*Brano fornito*
Vincenzo De Luca, governatore della Campania, tira ancora calci e lo fa centrando il generale Figliuolo impegnato a tempo pieno nel piano vaccinale. De Luca si ribella a Roma, come Spartaco a Capua, e dice che lui vaccinerà chi gli pare e piace e dice: “La Campania è stata una regione tra le più rigorose d’Italia, ma una cosa è il rigore altro è la stupidità. Ho appena finito di parlare con il commissario Figliuolo al quale ho detto che una volta completati gli ultra ottantenni e i fragili noi non intendiamo procedere per fasce di età. Dedicheremo la struttura pubblica a curare i fragili e le persone anziane ma lavoreremo anche sui settori economici perché se decidiamo di andare avanti solo per fasce di età, quando avremo finito le fasce di età l’economia italiana sarà morta”.
O’ Sceriffo contro il generale. Sui vaccini De Luca fa da sé
Insomma, sembra di sentire i due Mattei che non passa giorno che tuonano per le riaperture, sostituendosi agli scienziati e ai medici, e dimenticando che furono proprio le riaperture sconsiderate di settembre scorso a provocare la seconda ondata che ha sommerso l’Italia e il mondo. Non passa inosservato anche il fatto che la nuova esplicazione del De Luca pensiero si è avuta in perfetta sincronia con la manifestazione Io Apro dei ristoratori a Roma.
De Luca coscientemente o no sta creando un sentiero che presto diventerà una strada con i movimenti antagonisti una volta fomentati da Matteo Salvini, quando era all’opposizione ed ora rimasti di quasi esclusiva competenza di Giorgia Meloni che sta, dal canto suo legittimamente, perseguendo una ben precisa strategia politica che la porta ad insidiare da vicino Salvini. De Luca, tuttavia, è pur sempre un esponente di punta del Partito democratico e questo apre anche inquietanti squarci sul progetto di alleanza strategica tra il Movimento Cinque Stelle e i dem stessi. Rifiutare le indicazioni, certamente non vincolanti, ma pur sempre altamente simboliche del governo pone un problema allo stesso Pd.
Enrico Letta, lo abbiamo già scritto, non controlla il suo partito e la vicenda delle due capogruppo renziane lo dimostra. E se non controlla il partito non può usare come merce di scambio – ad esempio – Roberto Fico, presidente della Camera che il neo segretario vuole “scambiare” con Virginia Raggi a Roma.
La riforma del Titolo V
La disastrosa Riforma del Titolo V della Costituzione – che diede troppi poteri alle Regioni – fu uno dei peggiori atti politici voluti da un Centrosinistra in ambasce per l’avanzata regionale della Lega Nord. Nello specifico fu il premier Romano Prodi, nel suo primo governo, che avviò nel 1997 la riforma dell’articolo 117 della Costituzione istituendo una apposita Commissione bicamerale che produsse una proposta di legge durante il governo di Massimo D’Alema nel 1999, ma solo nel 2001 la legge fu approvata dal governo presieduto da Giuliano Amato.
Qualcuno si accorse che ci si stava cacciando in un impiccio, ma la maggioranza non vide il pericolo. Gianni Cuperlo (allora nei Ds) ebbe a dire in seguito: “Nel 2001 si riformò il Titolo V pensando di togliere voti alla Lega. Fu un errore e gli italiani lo hanno pagato caro”. Già prima della pandemia si era capito che tale riforma era stata pessima. Lo Stato centrale perdeva importanti competenze in molti campi, tra le quali la materia energetica ed infrastrutturale, tanto per fare un esempio, e si creava un caos normativo. Ma è stato proprio il Covid a mettere in luce il totale scoordinamento tra Stato centrale e Regioni in materia appunto sanitaria che era già stata “regionalizzata” ancor prima della riforma Prodi con la riforma Aniasi, poi rafforzata dalla riforma del 2001. In tempo di guerra e in tempo di pandemia le cose funzionano, evidentemente, alla rovescia e cioè solo una guida centrale forte può garantire quella uniformità di coordinamento e di azione che serve in tali emergenze.

Dati delle maschere di segmentazione
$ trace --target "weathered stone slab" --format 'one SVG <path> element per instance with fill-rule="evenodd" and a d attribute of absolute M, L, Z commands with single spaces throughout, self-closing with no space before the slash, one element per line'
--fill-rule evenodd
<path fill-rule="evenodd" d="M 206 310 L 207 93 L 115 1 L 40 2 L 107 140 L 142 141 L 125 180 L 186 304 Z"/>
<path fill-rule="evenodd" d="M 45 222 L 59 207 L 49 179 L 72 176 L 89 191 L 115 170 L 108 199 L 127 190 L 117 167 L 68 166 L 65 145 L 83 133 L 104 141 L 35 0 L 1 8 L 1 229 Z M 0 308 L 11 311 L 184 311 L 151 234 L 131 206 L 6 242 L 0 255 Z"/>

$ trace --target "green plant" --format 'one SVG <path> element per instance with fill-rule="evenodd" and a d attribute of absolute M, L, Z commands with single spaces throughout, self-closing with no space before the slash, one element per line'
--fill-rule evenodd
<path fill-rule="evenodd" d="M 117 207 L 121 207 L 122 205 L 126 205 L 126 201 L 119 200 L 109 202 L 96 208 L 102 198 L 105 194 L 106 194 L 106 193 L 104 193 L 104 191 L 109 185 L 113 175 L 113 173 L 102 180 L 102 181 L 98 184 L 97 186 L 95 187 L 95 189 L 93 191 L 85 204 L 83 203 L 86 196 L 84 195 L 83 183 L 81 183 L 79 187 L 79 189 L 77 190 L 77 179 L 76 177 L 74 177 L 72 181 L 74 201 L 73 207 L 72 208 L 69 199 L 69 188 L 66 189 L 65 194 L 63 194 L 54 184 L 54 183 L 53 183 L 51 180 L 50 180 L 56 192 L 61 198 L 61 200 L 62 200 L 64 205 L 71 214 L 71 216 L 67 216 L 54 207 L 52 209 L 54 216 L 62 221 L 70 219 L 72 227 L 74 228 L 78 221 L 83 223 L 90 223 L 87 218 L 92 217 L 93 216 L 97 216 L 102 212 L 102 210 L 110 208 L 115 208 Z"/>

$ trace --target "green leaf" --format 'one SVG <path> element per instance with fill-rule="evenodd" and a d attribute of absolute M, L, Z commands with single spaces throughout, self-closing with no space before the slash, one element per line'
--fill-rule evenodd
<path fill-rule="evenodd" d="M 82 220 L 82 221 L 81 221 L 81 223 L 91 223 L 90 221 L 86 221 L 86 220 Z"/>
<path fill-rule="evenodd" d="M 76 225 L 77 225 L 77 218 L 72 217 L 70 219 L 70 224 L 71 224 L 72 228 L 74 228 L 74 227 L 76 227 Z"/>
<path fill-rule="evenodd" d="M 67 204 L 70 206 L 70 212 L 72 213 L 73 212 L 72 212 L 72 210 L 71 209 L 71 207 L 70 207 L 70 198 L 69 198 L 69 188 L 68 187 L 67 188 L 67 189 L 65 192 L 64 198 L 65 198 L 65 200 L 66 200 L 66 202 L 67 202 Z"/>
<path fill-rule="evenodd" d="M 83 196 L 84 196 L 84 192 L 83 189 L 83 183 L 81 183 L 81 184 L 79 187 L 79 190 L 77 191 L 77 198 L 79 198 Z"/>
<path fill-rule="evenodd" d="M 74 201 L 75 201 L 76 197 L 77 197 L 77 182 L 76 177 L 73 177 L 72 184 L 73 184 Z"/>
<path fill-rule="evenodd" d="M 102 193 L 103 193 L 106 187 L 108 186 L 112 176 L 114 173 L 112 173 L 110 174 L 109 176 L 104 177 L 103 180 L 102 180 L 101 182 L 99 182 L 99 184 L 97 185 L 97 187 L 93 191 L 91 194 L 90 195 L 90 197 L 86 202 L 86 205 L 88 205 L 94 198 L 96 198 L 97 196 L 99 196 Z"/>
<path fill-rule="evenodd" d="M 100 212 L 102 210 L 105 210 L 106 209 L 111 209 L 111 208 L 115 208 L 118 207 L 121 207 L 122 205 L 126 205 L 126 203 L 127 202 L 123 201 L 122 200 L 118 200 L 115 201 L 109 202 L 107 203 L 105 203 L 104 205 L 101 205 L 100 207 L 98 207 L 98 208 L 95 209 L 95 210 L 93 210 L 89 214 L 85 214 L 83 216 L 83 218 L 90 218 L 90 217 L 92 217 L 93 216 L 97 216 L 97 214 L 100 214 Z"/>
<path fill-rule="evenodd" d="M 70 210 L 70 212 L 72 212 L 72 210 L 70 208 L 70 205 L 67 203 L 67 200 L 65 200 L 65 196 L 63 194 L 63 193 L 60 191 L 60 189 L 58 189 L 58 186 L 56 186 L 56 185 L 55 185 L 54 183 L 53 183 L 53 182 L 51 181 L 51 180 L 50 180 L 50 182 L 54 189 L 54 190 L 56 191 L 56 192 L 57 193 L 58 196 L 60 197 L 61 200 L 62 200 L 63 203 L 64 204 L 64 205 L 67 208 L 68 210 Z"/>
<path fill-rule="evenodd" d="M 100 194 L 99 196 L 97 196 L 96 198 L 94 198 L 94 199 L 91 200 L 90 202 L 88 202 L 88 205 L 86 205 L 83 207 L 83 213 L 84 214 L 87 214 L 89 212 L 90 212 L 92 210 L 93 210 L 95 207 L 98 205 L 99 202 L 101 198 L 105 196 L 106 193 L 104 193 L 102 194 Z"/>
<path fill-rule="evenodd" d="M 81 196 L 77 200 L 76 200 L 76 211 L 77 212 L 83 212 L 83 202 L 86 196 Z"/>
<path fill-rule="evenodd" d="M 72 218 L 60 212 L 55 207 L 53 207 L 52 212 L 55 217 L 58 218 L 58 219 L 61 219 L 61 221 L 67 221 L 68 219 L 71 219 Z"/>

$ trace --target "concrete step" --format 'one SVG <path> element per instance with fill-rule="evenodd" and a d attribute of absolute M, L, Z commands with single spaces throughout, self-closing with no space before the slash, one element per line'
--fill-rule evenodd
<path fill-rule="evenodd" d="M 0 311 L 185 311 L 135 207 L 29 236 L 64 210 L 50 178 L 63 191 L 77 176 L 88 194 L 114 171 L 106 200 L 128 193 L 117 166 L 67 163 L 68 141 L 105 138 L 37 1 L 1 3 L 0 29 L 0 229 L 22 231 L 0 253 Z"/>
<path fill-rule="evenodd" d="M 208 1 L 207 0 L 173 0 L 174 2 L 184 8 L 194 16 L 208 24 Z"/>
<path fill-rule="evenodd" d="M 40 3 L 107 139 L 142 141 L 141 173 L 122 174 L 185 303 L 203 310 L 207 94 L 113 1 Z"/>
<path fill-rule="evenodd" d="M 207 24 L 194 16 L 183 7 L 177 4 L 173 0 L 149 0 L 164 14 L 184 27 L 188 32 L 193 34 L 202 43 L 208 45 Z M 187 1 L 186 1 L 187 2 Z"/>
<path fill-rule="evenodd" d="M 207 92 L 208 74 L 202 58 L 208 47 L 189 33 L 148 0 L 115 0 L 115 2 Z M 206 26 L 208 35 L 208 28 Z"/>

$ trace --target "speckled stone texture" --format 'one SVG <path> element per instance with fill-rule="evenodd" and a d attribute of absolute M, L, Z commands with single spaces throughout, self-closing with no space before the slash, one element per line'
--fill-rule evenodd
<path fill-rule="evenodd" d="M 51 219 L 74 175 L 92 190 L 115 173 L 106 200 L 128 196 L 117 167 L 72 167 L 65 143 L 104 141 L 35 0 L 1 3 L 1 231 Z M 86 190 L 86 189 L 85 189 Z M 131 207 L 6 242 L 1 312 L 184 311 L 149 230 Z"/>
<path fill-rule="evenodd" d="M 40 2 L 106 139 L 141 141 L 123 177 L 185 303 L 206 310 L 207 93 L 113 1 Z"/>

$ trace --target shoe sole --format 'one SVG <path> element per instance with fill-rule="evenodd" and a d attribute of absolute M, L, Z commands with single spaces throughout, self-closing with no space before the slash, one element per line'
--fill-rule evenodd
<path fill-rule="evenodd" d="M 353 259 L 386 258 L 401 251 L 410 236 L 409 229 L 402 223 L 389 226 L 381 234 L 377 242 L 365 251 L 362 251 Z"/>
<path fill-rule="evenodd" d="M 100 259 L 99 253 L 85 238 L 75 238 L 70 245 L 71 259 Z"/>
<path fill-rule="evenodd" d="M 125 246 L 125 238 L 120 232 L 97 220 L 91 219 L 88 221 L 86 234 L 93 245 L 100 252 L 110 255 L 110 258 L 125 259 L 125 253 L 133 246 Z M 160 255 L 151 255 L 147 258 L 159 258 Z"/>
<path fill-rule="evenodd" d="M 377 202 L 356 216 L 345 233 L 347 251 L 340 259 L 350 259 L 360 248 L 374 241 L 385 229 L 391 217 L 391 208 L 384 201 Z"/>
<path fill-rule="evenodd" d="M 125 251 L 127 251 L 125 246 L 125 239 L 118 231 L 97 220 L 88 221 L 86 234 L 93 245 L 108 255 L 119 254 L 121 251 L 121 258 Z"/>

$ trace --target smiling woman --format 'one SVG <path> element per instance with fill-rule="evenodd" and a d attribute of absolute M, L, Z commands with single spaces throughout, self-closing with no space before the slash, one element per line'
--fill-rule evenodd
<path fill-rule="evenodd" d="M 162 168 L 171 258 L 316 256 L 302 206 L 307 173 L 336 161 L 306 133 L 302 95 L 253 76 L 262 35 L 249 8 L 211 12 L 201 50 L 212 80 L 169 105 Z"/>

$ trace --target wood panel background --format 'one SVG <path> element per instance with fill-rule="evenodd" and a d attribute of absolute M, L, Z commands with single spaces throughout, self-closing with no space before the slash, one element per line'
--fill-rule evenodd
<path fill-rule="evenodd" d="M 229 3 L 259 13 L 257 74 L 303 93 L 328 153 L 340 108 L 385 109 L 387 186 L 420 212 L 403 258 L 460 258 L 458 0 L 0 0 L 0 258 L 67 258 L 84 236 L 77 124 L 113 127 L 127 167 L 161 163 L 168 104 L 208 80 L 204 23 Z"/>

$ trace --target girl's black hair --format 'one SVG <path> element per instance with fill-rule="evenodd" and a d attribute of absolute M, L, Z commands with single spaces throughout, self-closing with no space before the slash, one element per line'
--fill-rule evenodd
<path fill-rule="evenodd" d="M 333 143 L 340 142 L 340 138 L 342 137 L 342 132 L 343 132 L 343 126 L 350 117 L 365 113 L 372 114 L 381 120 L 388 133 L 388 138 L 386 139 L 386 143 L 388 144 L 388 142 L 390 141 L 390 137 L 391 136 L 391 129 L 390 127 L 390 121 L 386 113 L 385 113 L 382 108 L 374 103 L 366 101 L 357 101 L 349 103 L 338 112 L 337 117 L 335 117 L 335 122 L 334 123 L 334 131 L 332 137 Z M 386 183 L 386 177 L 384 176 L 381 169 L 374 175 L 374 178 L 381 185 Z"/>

*Esercizi proposti*
1. Puoi ricopiare dal brano su De Luca tutto ciò che va da "Enrico Letta, lo" giù fino a "Raggi a Roma."?
2. Rispondi a queste domande sul brano su De Luca:
(a) Con quale commissario dice De Luca di aver appena finito di parlare?
(b) In che anno fu approvata la legge di riforma del Titolo V?
(c) Come si chiama la manifestazione dei ristoratori a Roma?

*Soluzioni degli esercizi*
1.
Enrico Letta, lo abbiamo già scritto, non controlla il suo partito e la vicenda delle due capogruppo renziane lo dimostra. E se non controlla il partito non può usare come merce di scambio – ad esempio – Roberto Fico, presidente della Camera che il neo segretario vuole “scambiare” con Virginia Raggi a Roma.

2.
(a) Con il commissario Figliuolo.
(b) Nel 2001.
(c) Io Apro.